**WORK REQUEST:**
What is needed is a verbatim copy of each record below.

**ENTRIES SHOWN:**
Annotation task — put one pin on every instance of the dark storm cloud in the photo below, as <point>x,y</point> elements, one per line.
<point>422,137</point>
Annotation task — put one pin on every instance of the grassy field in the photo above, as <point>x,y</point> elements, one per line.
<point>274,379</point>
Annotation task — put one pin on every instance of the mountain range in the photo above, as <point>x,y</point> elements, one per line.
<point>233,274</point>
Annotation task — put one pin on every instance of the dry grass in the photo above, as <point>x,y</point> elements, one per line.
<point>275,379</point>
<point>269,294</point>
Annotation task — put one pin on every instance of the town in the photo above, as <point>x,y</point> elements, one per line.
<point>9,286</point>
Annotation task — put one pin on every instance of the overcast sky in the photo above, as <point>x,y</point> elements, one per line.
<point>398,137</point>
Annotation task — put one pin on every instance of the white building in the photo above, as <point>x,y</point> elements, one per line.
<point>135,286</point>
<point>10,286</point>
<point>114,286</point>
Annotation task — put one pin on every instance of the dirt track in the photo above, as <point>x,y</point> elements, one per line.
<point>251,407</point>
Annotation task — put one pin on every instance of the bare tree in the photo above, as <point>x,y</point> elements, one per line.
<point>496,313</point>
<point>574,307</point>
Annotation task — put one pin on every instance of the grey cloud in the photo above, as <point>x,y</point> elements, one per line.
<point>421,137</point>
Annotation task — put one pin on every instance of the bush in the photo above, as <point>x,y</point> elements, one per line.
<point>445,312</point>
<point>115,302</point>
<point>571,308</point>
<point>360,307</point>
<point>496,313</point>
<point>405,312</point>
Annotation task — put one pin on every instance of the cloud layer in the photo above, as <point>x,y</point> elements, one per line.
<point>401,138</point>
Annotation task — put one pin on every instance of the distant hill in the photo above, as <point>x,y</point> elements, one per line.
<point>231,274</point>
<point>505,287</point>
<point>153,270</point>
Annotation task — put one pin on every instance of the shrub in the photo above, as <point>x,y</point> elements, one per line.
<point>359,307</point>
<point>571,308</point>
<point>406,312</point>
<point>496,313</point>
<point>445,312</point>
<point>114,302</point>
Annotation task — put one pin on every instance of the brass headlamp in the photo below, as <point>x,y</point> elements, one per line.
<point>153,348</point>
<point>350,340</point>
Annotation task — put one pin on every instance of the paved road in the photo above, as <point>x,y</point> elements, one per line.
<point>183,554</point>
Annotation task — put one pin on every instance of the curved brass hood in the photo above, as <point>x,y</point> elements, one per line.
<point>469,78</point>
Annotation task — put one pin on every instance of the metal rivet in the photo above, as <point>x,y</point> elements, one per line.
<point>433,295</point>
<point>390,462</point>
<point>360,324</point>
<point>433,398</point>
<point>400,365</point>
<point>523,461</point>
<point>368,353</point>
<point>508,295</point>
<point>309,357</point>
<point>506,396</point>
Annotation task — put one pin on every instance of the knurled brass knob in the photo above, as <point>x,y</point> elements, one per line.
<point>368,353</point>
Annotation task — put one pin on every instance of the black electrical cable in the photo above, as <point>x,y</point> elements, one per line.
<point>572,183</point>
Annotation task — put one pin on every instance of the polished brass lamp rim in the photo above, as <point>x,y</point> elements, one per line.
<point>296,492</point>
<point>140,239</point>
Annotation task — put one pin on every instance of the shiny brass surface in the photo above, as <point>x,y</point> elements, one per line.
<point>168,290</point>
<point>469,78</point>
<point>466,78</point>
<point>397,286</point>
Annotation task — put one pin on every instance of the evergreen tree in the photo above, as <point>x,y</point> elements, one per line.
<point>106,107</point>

**SOLUTION:**
Annotation task — put one pin on every instance of the dark storm cloud in the photo below, as <point>x,y</point> elements, one per line.
<point>422,137</point>
Annotation task — put one pin on every instance of the grassy field in the photo above, as <point>x,y</point> elements, one per line.
<point>274,379</point>
Annotation task — put one pin on every instance of the mountain range in the photo above, as <point>x,y</point> elements, one per line.
<point>233,274</point>
Annotation task — put one pin on every instance of the dry grass in the photo above, as <point>x,y</point> elements, one per line.
<point>275,379</point>
<point>269,294</point>
Annotation task — put one pin on every instance of the town in the photo above, as <point>x,y</point> elements, one per line.
<point>9,286</point>
Annotation task — put one pin on every instance of the overcast sky in the photo above, as <point>x,y</point> elements, one per line.
<point>398,137</point>
Annotation task — put one pin on every instance of the white building in the photo above, as <point>x,y</point> elements, one per line.
<point>135,286</point>
<point>10,286</point>
<point>114,286</point>
Annotation task — put one pin on every instance of the dirt track in the photo above, as <point>x,y</point> elements, one per line.
<point>251,407</point>
Annotation task — put one pin on every instance of the bare tree in the photo above, as <point>x,y</point> elements, one per line.
<point>496,313</point>
<point>574,307</point>
Annotation task — put one pin on every instance of the grey cloud in the photo above, as <point>x,y</point> elements, one per line.
<point>421,137</point>
Annotation task — put one pin on every instance of the bush in the photo above, as <point>x,y</point> elements, one per line.
<point>445,312</point>
<point>115,302</point>
<point>571,308</point>
<point>360,307</point>
<point>496,313</point>
<point>405,312</point>
Annotation task — put one pin on every instance of the cloud layer in the photo above, as <point>x,y</point> elements, one per line.
<point>401,138</point>
Annotation task — put one pin on every instance of the distant hill in the photo above, as <point>x,y</point> elements, one per line.
<point>231,274</point>
<point>505,287</point>
<point>153,270</point>
Annotation task — put one pin on every instance of the shrub in the photo above, as <point>x,y</point> elements, one per line.
<point>359,307</point>
<point>571,308</point>
<point>406,312</point>
<point>496,313</point>
<point>445,312</point>
<point>114,302</point>
Annotation task — put one pin on every instance of the brass headlamp in the photo below, as <point>x,y</point> elements, one per line.
<point>153,348</point>
<point>350,340</point>
Annotation task — put one pin on every instance of the paved road in the photo above, as <point>x,y</point> elements, one per line.
<point>183,554</point>
Annotation task — put one pin on every instance of the curved brass hood in the photo above, as <point>x,y</point> elements, one per line.
<point>469,78</point>
Annotation task — put one pin on every instance of the metal rivet in the photo above, as <point>x,y</point> elements, one per line.
<point>433,295</point>
<point>390,462</point>
<point>360,324</point>
<point>433,398</point>
<point>400,365</point>
<point>523,461</point>
<point>368,353</point>
<point>508,295</point>
<point>309,357</point>
<point>506,396</point>
Annotation task — put one pin on every instance of the knurled brass knob in the photo above, as <point>x,y</point> elements, one per line.
<point>368,353</point>
Annotation task — put one pin on every instance of the black electrical cable in the photo above, as <point>x,y</point> elements, one per line.
<point>572,183</point>
Annotation task — put one pin on every instance of the polished brass lamp rim in the photo above, as <point>x,y</point> elements, one per line.
<point>296,492</point>
<point>140,239</point>
Annotation task — put one pin on every instance of the shiny brass surface in the photo above, as <point>x,y</point> elements, one per line.
<point>168,290</point>
<point>469,78</point>
<point>466,78</point>
<point>397,286</point>
Annotation task — put one pin on every instance of the evergreen tree in the photo above, as <point>x,y</point> elements, one per line.
<point>106,107</point>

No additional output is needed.